▼▼▼
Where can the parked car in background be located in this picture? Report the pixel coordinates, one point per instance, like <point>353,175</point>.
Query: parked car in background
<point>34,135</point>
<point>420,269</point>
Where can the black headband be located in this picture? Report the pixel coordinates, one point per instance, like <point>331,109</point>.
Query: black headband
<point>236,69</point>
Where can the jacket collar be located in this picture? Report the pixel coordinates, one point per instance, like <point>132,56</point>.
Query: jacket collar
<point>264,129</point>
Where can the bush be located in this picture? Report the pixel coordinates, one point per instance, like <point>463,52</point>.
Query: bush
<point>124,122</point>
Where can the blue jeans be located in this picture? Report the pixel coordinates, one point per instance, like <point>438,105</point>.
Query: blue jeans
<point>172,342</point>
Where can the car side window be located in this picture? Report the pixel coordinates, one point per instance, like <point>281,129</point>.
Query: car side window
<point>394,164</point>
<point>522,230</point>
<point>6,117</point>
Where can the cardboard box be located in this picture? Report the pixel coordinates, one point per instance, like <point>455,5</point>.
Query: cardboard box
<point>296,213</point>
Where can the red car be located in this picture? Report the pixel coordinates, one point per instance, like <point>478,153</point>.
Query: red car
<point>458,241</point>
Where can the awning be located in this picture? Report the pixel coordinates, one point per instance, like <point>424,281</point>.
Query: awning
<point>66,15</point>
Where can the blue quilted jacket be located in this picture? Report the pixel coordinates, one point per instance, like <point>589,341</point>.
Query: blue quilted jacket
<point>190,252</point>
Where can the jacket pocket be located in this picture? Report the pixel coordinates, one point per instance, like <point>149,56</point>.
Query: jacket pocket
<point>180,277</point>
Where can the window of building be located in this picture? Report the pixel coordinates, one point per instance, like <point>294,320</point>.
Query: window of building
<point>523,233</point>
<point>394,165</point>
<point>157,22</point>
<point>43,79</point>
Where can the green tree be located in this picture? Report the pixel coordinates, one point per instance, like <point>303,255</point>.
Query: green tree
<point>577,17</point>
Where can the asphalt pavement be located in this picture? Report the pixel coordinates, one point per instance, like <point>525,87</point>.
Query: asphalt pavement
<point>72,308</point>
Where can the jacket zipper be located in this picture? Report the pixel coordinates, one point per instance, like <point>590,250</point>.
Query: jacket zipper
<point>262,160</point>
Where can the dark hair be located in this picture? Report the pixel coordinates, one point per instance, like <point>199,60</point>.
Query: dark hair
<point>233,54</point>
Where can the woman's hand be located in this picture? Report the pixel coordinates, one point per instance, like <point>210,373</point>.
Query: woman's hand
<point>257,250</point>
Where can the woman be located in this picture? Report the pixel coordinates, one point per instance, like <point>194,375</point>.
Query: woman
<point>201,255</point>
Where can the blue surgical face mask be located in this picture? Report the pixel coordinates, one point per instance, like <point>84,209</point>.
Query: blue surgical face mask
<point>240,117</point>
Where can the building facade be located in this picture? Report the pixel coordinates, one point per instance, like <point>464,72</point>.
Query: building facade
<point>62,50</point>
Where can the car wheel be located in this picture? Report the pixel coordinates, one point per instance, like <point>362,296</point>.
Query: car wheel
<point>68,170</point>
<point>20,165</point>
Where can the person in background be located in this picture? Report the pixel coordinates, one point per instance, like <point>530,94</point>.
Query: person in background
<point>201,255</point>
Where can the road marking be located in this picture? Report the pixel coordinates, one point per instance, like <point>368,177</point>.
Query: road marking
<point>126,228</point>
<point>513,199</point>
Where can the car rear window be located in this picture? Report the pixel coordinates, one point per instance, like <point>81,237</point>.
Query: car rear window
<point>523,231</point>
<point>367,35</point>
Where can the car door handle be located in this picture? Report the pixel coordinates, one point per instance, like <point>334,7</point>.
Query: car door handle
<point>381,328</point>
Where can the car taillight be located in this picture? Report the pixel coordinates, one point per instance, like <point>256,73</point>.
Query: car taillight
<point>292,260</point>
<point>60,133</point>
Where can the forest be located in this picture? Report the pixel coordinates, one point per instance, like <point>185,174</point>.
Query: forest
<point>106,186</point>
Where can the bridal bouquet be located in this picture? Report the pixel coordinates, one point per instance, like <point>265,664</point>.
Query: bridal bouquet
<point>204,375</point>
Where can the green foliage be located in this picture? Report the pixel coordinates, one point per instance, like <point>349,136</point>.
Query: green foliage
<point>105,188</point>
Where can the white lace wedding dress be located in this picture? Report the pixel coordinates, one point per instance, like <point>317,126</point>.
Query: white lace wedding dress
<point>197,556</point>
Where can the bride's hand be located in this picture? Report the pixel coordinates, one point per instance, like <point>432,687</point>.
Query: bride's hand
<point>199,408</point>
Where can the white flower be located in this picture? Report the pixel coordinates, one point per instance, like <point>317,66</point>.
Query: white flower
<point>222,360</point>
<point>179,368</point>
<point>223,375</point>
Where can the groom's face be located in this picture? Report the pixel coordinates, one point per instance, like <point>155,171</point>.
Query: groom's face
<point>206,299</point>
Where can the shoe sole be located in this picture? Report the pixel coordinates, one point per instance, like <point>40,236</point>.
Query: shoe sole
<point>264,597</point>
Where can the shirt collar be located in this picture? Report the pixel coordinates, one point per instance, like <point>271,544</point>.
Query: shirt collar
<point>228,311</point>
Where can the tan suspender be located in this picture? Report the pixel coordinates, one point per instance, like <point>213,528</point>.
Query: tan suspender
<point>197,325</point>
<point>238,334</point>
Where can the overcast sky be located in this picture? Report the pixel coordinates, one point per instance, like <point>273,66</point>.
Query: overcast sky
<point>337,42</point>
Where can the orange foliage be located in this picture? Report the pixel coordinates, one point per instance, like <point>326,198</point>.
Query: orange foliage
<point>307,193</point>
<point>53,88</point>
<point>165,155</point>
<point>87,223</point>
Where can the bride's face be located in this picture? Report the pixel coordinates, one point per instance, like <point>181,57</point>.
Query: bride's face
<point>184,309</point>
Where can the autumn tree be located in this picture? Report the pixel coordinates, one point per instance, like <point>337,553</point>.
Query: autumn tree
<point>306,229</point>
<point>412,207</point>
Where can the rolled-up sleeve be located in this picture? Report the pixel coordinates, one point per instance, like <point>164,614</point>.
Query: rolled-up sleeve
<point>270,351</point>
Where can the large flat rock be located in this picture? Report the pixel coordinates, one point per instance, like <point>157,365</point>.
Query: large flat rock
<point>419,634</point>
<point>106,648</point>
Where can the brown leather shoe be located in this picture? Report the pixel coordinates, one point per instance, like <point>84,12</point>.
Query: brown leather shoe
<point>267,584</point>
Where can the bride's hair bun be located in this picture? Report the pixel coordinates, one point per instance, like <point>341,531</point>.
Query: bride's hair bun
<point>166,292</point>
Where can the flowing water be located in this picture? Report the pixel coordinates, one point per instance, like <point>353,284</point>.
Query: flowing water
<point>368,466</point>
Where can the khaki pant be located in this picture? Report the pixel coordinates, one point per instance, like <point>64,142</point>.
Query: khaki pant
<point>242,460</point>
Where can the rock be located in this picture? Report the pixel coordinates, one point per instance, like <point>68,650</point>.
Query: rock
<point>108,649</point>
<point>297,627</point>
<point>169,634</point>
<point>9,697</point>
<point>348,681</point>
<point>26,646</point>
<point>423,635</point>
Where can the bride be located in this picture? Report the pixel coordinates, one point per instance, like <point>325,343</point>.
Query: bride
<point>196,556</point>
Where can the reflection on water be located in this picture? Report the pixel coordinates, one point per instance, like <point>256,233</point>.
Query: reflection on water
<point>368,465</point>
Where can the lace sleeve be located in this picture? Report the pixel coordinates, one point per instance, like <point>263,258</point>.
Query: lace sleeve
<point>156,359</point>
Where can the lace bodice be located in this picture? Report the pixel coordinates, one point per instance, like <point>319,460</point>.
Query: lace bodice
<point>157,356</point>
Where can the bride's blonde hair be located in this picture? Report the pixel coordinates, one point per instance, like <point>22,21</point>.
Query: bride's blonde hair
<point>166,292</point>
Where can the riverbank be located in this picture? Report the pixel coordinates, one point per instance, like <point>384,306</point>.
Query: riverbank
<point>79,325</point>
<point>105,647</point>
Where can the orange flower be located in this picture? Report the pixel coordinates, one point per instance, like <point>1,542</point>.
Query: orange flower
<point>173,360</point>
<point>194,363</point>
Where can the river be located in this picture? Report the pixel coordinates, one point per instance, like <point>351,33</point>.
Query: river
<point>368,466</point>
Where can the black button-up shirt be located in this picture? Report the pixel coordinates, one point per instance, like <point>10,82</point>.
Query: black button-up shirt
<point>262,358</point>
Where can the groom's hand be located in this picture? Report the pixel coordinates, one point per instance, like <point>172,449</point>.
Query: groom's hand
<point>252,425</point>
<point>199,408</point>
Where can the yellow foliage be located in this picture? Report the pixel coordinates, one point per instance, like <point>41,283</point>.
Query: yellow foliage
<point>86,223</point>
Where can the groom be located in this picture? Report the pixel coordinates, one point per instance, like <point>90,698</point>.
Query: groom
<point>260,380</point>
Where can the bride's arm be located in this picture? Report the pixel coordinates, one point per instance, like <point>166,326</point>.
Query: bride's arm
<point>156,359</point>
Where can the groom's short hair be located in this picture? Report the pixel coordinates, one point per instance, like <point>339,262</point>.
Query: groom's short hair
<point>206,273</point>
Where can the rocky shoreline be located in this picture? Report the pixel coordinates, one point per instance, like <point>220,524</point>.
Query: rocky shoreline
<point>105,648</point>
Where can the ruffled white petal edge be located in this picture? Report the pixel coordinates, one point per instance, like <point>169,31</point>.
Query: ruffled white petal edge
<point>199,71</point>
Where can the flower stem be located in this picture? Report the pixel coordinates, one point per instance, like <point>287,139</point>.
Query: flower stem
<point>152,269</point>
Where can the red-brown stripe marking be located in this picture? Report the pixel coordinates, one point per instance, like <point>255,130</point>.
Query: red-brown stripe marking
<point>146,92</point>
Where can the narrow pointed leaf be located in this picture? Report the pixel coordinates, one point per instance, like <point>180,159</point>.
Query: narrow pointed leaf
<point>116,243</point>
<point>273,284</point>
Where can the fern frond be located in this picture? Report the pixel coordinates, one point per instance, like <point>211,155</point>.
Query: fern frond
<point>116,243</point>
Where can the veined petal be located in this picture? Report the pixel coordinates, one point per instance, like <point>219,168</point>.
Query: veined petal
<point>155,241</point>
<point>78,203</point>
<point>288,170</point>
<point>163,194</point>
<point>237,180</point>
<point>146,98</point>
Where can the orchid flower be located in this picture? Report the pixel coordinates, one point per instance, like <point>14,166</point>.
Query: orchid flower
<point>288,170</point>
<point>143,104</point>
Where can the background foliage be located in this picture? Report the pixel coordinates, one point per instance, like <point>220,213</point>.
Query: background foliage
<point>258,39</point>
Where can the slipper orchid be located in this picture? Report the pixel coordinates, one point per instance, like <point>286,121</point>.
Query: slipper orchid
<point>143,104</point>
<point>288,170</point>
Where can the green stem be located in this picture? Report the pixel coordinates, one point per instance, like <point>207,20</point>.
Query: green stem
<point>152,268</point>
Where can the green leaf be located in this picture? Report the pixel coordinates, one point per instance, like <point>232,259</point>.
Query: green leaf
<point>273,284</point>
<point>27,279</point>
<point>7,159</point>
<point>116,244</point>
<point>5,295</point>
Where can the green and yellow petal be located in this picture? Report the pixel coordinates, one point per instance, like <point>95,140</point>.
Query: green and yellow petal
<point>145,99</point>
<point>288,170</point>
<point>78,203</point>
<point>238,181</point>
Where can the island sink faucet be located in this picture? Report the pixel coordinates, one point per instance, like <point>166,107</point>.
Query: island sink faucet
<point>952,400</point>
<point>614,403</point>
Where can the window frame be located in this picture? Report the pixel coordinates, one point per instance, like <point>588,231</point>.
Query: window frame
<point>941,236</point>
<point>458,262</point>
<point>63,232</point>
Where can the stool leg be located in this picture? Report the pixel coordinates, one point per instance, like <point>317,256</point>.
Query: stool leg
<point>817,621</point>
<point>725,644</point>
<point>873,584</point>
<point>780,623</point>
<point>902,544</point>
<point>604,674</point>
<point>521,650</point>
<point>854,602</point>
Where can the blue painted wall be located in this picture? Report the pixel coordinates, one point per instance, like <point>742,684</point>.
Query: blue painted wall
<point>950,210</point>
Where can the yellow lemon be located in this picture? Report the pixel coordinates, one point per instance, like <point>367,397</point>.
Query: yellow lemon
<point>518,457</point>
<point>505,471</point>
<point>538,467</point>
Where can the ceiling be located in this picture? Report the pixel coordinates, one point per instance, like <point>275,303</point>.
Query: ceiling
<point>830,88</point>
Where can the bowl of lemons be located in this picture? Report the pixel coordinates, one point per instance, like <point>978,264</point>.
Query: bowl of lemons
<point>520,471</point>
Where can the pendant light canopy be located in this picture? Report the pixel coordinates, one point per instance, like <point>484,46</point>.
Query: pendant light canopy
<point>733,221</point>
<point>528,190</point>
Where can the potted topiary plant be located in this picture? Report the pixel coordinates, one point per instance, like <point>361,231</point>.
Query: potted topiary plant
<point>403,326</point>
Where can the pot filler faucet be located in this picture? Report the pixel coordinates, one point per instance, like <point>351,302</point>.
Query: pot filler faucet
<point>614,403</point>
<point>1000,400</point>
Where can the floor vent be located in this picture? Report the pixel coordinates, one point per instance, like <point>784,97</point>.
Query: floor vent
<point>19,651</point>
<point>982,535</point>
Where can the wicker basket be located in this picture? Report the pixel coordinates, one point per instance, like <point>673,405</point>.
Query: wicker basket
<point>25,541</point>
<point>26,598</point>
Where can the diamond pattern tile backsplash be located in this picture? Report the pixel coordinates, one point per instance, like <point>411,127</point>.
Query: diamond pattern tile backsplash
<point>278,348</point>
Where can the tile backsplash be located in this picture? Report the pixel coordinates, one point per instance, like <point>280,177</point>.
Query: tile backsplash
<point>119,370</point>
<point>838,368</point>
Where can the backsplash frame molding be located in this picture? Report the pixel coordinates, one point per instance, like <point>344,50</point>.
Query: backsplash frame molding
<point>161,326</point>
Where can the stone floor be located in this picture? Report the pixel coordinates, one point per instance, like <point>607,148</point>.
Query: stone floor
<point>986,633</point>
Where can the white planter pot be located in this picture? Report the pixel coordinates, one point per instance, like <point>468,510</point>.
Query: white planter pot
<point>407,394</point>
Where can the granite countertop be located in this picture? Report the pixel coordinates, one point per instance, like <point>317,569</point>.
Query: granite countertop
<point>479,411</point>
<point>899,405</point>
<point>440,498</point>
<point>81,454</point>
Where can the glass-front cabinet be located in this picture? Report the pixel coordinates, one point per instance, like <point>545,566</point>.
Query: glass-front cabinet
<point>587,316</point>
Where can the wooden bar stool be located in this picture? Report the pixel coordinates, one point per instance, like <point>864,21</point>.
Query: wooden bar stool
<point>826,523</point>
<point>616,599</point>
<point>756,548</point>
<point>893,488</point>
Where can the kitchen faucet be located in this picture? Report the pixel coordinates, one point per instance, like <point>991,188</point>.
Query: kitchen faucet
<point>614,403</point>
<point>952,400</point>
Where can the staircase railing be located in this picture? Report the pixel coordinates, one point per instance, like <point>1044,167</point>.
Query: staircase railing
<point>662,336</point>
▲▲▲
#### [Task to complete]
Rewrite the stretch from the line containing "Where can the cardboard" through the line containing "<point>66,15</point>", requests included, with every point coordinate in the answers multiplied by 2.55 and rounded to a whole number (halves round up). Leave the sample coordinates inside the requests as they are.

#### [Right answer]
Where can the cardboard box be located in this picture? Report the pixel coordinates, one point per instance, like <point>455,5</point>.
Query: cardboard box
<point>755,543</point>
Where can the red car be located in this picture? Report the pixel coordinates, one point per instance, like <point>478,153</point>.
Query: red car
<point>1168,615</point>
Where can the awning be located in this picture? Report the pixel coordinates, one point per instance, like <point>424,281</point>.
Query: awning
<point>168,38</point>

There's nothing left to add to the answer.